What you should do =>
Within this material, how many lines include the word "gravel"? Answer with a number and nothing more.
START Data for this exercise
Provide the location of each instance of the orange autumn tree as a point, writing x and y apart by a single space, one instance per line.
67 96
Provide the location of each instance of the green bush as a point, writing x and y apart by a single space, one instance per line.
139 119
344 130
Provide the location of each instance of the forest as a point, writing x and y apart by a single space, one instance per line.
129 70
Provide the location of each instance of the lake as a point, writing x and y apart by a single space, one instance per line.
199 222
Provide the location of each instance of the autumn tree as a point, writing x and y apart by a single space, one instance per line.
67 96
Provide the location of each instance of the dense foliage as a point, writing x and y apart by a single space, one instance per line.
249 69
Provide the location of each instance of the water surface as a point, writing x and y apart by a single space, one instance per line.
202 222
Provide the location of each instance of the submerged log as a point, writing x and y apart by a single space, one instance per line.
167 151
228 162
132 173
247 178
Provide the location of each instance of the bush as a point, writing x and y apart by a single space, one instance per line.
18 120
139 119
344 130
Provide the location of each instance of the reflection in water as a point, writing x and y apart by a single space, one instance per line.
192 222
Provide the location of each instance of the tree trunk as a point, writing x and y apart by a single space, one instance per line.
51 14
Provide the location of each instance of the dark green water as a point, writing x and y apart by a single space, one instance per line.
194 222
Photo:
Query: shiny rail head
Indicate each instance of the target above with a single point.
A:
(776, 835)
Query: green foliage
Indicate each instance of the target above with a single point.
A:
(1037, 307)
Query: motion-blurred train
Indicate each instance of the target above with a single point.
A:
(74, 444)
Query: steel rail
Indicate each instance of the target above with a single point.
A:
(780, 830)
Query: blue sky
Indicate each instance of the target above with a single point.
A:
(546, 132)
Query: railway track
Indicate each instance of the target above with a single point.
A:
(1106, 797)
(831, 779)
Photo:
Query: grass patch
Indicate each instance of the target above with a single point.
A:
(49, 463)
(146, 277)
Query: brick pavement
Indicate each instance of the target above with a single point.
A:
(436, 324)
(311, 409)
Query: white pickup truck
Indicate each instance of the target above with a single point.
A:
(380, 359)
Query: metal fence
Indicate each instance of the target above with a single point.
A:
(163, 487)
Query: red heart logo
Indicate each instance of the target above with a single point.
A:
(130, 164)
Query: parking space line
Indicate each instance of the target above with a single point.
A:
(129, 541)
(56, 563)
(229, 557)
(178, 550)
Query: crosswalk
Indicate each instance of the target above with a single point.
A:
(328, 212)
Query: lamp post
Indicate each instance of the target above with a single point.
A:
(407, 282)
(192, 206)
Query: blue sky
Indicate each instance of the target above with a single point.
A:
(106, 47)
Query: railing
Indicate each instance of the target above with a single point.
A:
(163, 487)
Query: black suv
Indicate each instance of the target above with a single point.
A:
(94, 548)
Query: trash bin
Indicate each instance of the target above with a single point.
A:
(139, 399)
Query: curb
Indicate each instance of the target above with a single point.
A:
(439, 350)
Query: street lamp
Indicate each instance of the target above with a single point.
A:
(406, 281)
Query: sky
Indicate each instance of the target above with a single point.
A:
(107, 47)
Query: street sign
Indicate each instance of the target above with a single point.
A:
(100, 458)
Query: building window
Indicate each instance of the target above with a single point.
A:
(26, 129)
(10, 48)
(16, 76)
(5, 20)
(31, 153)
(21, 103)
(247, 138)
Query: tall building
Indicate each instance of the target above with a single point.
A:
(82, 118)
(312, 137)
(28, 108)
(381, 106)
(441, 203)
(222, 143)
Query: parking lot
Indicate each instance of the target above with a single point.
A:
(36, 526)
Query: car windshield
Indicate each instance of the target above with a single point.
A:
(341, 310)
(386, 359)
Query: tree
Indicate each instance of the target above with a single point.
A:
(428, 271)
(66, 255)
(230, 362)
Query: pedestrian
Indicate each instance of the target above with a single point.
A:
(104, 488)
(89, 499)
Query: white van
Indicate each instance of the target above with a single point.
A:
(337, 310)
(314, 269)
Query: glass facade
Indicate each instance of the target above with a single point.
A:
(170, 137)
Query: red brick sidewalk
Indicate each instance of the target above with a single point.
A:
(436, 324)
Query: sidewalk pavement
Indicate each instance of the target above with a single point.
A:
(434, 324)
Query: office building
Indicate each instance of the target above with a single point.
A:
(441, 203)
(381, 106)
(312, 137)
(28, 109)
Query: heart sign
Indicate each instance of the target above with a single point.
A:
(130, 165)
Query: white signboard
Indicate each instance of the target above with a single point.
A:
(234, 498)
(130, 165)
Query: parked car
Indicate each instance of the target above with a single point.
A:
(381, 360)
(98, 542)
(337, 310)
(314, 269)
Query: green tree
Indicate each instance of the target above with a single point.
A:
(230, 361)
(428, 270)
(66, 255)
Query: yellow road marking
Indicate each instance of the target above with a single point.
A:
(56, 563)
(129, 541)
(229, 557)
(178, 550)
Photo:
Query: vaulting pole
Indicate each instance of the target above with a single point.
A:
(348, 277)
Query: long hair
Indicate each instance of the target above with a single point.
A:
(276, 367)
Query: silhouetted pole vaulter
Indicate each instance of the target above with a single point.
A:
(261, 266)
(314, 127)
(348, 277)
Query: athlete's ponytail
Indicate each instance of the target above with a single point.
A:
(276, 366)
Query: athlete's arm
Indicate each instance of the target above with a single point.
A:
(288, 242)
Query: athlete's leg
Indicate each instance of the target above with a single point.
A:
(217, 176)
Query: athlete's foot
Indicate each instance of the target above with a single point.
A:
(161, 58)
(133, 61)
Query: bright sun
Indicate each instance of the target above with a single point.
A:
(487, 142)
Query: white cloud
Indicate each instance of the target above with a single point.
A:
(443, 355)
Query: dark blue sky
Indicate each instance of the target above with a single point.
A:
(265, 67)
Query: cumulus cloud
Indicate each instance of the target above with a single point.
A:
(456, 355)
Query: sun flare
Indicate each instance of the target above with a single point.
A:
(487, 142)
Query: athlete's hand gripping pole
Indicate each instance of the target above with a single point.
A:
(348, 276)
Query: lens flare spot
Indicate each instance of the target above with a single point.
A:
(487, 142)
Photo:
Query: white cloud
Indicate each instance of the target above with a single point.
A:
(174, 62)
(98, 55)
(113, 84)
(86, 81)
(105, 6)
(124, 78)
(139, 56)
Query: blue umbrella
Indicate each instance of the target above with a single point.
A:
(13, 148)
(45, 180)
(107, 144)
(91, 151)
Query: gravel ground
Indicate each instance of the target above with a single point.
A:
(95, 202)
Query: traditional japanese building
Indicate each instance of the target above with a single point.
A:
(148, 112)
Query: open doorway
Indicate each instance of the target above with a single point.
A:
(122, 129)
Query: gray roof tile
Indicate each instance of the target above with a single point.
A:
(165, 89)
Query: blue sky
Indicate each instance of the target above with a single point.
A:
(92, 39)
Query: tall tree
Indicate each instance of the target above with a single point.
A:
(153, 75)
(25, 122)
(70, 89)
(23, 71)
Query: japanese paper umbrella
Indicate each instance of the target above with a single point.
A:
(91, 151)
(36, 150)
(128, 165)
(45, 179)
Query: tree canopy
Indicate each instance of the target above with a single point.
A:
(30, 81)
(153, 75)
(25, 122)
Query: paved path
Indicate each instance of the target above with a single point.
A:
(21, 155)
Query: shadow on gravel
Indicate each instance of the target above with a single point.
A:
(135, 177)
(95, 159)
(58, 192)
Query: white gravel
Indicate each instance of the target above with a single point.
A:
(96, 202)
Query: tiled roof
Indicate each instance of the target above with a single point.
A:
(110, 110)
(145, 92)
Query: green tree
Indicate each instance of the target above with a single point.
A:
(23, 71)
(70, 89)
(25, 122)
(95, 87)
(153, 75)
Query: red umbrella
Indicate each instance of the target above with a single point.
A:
END Data for this exercise
Solution to this problem =>
3